◆ EXTRACT TO READ ◆
= Beginning of Section =
Here is a plug for one of my favorite authors and reads of late. Kate Bowler is a New York Times best-selling author of No Cure for Being Human. I heard her speak a few weeks ago, and my daughter snapped this picture of the two of us. I look a little stiff next to such an exuberant person. She doesn’t write about parents of adult children, but her messages of honesty, transparency, and vulnerability greatly apply to our connection with our adult children.
She recounts her battle with stage four cancer and some of her questions and doubts about faith during her treatment ordeal. If you have battled or are battling, cancer or some similar disease, this is must-read. If you want to learn more about being human and real with yourself and your kids, read this book. Bad things happen to good people – illnesses, accidents, losses, and parenting challenges. As parents of young adults, we learn we can no longer control their behavior and often wonder why one child seems to have such a hard time launching while many other young adults seemed to sail smoothly through this stage. Kate says the following:
- “…some pain is for no reason at all. It became clearer than ever that life is not a series of choices. So often, the experiences that define us are ones we didn’t pick. Cancer, betrayal, miscarriage, job, loss, mental illness, COVID.” (I’d add failure to launch).
Suffering is a Common Denominator in Life
Many parents and young adults experience a level of suffering when both parties feel stuck. Parents are anxious, frustrated, fearful, and helpless to know how to move their son or daughter toward adulthood. Parents see their young adults ensconced in their rooms for hours, playing video games, smoking pot, and avoiding contact with other family members and friends. You harken back to easier parenting times when you put them on a bicycle, gave them a push, and they started to pedal forward. Now they seem unwilling to get on the bike to adulthood, and no amount of pushing or encouragement makes a difference. You feel stymied. They are stuck but suffering as well, whether they want to admit it or not.
= End of Section =
◆ SOURCE DATA ◆
= Beginning of Section =
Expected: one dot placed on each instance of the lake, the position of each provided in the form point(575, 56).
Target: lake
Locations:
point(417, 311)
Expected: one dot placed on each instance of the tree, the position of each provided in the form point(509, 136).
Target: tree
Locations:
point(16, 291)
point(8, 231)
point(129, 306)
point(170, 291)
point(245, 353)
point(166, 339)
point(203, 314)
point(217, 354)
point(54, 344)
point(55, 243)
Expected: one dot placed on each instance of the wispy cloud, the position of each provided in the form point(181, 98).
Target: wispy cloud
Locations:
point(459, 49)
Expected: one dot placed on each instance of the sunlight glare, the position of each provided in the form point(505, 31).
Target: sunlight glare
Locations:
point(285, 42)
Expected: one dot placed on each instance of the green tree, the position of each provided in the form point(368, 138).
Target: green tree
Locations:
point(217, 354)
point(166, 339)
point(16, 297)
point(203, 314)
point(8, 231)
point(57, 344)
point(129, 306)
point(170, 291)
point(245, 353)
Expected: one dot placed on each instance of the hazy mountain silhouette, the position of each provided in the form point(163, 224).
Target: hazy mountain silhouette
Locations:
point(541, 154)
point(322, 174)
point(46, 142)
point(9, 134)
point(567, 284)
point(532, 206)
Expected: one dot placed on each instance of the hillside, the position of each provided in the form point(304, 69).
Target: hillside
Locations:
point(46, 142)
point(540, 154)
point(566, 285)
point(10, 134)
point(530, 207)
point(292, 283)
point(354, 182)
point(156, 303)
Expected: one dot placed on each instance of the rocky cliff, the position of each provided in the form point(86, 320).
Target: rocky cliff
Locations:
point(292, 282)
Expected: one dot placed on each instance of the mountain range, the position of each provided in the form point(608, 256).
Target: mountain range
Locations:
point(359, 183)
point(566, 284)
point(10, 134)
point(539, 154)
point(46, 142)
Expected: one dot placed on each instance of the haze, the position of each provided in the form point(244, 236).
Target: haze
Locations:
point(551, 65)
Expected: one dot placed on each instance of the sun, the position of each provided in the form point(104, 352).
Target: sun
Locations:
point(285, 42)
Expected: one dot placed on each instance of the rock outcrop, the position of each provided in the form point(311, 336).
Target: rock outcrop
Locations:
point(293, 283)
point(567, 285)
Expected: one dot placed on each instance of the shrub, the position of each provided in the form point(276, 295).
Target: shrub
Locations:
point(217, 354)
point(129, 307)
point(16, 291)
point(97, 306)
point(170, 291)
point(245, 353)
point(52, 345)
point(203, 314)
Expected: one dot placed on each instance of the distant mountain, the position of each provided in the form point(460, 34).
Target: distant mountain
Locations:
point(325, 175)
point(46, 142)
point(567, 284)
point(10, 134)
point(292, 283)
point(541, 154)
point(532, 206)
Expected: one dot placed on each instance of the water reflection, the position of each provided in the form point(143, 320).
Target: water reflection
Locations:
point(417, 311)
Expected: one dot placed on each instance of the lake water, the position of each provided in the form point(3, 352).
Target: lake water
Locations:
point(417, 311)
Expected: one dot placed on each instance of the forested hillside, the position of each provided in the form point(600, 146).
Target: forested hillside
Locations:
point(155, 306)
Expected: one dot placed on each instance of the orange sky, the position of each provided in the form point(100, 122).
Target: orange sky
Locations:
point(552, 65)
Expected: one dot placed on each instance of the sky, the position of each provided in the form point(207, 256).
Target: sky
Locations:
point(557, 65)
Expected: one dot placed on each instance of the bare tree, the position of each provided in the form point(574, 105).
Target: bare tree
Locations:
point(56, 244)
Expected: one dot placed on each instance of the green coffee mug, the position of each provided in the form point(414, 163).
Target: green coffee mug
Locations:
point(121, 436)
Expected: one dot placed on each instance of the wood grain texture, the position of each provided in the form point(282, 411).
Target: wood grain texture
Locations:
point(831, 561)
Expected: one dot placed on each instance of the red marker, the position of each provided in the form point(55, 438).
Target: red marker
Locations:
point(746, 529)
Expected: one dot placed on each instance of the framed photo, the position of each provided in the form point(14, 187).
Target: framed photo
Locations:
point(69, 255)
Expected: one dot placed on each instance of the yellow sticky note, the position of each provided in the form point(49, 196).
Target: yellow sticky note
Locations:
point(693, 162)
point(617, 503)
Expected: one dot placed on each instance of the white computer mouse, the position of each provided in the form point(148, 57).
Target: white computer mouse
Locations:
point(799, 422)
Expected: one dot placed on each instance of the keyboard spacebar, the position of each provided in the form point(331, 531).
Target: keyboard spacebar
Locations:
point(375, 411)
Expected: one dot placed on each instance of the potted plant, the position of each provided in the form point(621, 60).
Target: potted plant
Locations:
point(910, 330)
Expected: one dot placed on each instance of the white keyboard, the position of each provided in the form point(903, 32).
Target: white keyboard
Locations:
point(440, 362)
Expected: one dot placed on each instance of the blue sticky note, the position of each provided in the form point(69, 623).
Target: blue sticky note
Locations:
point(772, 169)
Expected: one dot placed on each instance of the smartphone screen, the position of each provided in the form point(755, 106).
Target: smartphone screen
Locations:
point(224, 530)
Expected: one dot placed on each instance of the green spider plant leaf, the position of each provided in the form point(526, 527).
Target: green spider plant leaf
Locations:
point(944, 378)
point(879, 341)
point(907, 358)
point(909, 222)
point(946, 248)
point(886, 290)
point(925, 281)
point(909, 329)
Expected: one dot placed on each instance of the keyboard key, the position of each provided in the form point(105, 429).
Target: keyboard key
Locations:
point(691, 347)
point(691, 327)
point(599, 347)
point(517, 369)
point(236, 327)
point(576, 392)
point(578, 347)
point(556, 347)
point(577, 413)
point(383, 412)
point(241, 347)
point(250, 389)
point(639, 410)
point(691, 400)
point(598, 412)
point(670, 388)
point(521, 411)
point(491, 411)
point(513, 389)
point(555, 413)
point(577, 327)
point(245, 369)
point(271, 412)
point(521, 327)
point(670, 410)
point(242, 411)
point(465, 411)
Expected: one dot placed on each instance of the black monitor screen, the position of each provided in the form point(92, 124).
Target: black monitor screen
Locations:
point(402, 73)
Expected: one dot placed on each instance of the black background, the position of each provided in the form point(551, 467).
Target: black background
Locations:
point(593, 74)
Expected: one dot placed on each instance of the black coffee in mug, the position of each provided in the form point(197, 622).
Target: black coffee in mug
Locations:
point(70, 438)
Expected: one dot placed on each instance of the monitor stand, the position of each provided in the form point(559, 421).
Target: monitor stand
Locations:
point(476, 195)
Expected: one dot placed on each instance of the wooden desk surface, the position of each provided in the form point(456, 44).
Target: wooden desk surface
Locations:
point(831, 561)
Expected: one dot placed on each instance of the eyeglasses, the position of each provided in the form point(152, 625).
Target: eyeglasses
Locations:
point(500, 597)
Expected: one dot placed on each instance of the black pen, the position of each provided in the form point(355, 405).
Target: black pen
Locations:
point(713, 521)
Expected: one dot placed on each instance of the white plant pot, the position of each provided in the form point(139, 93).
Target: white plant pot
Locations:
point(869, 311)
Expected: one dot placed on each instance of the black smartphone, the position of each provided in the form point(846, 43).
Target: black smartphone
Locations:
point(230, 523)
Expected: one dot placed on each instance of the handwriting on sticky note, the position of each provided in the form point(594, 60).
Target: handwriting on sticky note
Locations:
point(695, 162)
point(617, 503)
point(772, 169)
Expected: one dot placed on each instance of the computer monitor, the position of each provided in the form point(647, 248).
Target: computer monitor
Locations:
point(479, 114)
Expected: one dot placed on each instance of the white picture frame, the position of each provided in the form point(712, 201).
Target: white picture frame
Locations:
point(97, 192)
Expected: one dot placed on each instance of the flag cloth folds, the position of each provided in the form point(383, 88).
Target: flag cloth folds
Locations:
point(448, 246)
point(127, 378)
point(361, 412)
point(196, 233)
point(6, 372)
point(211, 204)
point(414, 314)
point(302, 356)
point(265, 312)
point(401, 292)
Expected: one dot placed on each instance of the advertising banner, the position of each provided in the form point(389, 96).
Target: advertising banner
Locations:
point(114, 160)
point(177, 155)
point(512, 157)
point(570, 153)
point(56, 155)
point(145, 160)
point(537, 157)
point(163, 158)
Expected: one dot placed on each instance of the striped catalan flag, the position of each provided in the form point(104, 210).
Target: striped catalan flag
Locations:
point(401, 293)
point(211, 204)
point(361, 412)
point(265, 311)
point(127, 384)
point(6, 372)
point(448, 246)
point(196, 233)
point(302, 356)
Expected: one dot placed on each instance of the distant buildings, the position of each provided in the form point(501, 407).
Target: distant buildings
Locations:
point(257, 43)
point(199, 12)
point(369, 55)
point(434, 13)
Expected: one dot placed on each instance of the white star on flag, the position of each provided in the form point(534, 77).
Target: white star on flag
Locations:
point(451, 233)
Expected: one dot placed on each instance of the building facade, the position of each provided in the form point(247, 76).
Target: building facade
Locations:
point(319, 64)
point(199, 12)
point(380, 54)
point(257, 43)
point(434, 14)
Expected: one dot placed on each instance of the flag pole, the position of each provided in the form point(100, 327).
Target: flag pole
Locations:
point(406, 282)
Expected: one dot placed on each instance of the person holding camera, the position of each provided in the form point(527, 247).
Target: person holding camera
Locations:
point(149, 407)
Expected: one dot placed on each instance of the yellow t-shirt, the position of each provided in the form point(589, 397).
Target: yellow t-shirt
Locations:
= End of Section =
◆ WORK ORDER 1 ◆
Answer these from the post about Kate Bowler, one line each:
(a) Which book is Kate Bowler named as the author of?
(b) What did the writer's daughter do when the writer heard Kate Bowler speak?
(c) What does the writer add in parentheses to Kate Bowler's list of defining experiences?
◆ WORK ORDER 2 ◆
Pick up the post about Kate Bowler after its final paragraph and keep writing it.

◆ EXERCISE OUTPUT 1 ◆
(a) No Cure for Being Human.
(b) She snapped a picture of the writer and Kate Bowler together.
(c) Failure to launch.

◆ EXERCISE OUTPUT 2 ◆
Several young men, I have seen describe themselves as “losers.” They avoid family gatherings because they don’t want to answer the inevitable questions about their status. “What are you doing these days, Johnnie?” Unfortunately, research on young adults suggests they avoid their friends because they don’t want to indicate they are still living at home. In 1990, according to Richard Reeves, author of Of Boys and Men, 45% of young men would reach out to a friend if they had a problem. Today that figure is 22%. Young adults stalled in their development have fewer friends and are less willing to reach out to those they have if a problem exists.
An Opportunity to Connect
There’s a particular shame that both parents and young adults feel because of this lag in development. But the point is that there is an opportunity to connect with your young adult out of the level of suffering that both experience. It’s not about “bad” parenting or “lazy/entitled” young adults but a more challenging time to move toward emancipation. Parents and these young people need empathy and compassion. We need to know that as parents, we hurt because they hurt, but we will be there for them, no matter what. At the same time, these kids have to step up and find some initial win. We must offer encouragement and emotional support while giving them the requisite space.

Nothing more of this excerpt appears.